[TASK] Could you copy every item below word for word, changing nothing?

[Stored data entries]

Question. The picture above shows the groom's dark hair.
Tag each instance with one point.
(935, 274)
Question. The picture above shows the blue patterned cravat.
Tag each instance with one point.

[RESULT FOR THIS EXERCISE]
Question. The picture above shows the groom's dark hair.
Tag each instance with one point.
(935, 274)
Question. The picture above shows the blue patterned cravat.
Tag each instance with one point.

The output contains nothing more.